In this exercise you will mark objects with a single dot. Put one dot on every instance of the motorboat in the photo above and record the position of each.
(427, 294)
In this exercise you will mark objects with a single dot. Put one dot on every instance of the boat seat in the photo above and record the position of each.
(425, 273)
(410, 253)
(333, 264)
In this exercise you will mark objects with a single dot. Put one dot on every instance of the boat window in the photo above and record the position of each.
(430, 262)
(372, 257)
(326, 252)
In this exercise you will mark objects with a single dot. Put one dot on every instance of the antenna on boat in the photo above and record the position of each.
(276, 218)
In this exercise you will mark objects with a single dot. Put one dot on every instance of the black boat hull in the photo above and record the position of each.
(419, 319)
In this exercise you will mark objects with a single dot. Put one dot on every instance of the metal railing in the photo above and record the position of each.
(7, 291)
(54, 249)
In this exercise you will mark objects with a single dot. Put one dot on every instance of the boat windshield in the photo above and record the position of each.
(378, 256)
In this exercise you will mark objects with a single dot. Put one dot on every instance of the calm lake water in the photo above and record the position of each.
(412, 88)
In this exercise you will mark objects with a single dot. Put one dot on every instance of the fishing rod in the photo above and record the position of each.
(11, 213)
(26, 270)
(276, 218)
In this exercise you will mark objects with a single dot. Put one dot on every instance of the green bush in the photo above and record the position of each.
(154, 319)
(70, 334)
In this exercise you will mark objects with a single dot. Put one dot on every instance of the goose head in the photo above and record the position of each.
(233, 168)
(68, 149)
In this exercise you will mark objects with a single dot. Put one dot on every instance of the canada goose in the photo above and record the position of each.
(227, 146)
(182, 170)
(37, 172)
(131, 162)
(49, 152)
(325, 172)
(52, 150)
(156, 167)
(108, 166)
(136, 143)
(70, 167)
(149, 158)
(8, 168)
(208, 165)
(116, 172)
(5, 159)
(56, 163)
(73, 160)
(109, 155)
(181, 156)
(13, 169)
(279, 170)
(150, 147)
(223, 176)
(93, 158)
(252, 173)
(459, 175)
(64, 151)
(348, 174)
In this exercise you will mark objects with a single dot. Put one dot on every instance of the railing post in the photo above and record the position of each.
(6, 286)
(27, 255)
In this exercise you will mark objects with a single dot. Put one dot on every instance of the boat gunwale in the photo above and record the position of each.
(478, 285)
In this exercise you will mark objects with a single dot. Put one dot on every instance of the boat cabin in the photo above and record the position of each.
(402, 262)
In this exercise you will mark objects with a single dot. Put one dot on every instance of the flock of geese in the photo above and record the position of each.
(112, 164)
.....
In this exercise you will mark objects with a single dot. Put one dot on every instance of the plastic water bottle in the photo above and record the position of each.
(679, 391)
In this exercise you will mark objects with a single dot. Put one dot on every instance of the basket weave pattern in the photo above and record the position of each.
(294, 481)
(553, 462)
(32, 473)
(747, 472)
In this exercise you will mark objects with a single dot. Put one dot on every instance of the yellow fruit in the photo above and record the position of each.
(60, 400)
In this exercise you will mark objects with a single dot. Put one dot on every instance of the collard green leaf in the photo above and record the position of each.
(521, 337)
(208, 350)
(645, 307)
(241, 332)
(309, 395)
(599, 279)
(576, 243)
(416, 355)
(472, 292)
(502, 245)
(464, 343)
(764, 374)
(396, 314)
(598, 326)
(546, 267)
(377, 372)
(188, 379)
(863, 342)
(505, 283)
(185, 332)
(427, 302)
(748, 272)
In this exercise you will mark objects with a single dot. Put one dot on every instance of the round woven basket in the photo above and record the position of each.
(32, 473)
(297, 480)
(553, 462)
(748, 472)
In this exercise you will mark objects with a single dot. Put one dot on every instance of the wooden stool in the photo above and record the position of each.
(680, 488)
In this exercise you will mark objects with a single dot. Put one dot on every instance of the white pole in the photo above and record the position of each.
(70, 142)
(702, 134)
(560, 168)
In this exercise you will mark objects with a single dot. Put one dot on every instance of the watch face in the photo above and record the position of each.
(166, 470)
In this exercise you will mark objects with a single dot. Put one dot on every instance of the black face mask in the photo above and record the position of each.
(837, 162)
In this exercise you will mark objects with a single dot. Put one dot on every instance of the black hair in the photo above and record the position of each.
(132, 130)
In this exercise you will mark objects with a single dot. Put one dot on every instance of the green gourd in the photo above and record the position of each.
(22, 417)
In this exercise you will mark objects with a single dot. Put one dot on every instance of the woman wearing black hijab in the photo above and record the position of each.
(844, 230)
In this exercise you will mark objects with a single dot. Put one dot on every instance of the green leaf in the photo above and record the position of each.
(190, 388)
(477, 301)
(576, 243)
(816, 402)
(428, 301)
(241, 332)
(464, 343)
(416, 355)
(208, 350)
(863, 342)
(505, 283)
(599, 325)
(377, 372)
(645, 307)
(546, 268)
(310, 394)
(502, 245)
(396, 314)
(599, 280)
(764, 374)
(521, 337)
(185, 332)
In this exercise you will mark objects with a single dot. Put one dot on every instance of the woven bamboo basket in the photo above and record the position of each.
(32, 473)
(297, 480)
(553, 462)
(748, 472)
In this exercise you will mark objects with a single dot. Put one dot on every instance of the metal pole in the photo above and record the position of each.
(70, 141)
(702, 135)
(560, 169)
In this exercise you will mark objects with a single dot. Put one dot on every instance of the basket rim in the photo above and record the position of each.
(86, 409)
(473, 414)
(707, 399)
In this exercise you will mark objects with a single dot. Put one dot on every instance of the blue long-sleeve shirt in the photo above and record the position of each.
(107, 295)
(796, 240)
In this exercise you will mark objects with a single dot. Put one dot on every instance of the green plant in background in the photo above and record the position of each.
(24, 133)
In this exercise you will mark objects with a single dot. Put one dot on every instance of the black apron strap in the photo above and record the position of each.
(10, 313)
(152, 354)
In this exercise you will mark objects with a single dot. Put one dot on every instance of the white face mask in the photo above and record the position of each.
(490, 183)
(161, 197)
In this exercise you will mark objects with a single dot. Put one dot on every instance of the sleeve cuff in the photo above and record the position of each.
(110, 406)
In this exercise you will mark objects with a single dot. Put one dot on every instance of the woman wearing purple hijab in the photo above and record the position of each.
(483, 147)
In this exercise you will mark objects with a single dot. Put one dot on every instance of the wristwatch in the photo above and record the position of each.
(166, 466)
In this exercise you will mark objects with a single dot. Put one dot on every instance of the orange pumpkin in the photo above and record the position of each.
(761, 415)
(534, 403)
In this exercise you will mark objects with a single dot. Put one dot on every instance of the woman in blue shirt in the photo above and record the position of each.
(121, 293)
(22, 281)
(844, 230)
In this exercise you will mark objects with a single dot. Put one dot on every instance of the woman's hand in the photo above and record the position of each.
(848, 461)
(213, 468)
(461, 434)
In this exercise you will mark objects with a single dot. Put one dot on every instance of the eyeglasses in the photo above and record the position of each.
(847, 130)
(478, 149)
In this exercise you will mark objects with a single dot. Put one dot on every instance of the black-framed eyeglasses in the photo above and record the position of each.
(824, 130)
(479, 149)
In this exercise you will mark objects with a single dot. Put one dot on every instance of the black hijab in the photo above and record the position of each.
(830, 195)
.....
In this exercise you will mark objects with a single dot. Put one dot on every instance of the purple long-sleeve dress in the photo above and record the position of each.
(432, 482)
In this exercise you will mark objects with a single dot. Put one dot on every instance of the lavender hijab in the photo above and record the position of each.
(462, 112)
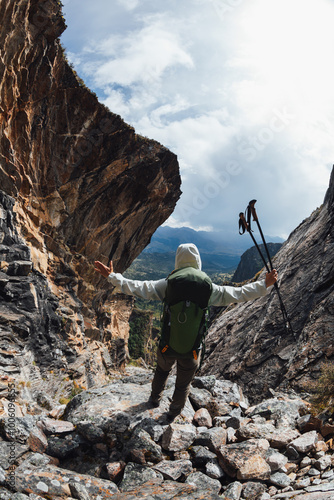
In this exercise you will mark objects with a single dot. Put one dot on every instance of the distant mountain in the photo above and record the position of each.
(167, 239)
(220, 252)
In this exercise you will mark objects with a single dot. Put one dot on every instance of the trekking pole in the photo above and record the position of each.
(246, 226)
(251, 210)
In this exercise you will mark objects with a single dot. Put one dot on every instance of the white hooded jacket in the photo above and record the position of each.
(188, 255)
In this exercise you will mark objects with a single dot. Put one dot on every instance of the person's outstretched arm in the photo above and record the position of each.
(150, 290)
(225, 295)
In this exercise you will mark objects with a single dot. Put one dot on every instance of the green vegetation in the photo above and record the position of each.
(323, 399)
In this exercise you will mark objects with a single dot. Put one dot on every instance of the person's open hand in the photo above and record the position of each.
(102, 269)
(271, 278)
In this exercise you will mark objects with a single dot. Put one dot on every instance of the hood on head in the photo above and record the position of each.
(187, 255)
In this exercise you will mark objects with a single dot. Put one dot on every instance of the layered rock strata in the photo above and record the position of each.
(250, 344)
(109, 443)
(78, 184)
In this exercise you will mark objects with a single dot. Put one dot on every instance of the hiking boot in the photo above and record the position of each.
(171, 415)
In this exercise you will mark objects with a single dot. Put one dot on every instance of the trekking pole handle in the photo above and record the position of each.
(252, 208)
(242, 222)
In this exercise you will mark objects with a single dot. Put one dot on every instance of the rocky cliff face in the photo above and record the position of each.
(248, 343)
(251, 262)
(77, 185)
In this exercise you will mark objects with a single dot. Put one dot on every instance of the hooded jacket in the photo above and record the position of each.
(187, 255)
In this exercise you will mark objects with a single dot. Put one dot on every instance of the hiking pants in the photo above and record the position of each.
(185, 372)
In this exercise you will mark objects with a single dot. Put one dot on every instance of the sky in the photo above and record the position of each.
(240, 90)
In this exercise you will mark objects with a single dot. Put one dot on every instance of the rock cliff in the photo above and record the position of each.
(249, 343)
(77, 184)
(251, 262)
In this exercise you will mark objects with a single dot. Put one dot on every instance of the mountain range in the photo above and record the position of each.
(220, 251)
.....
> **PROBLEM REQUIREMENTS**: Which lines in the records contain the word "mountain"? List each one in full.

> **OUTPUT OF THE EXERCISE**:
In this exercise you will mark objects with a single dot. Put one dot on every instance of the distant mountain in the photo above and record the position of each.
In this exercise you will mark objects with a single dot. Put one dot on every instance of the mountain range in the photo above and record the position of each.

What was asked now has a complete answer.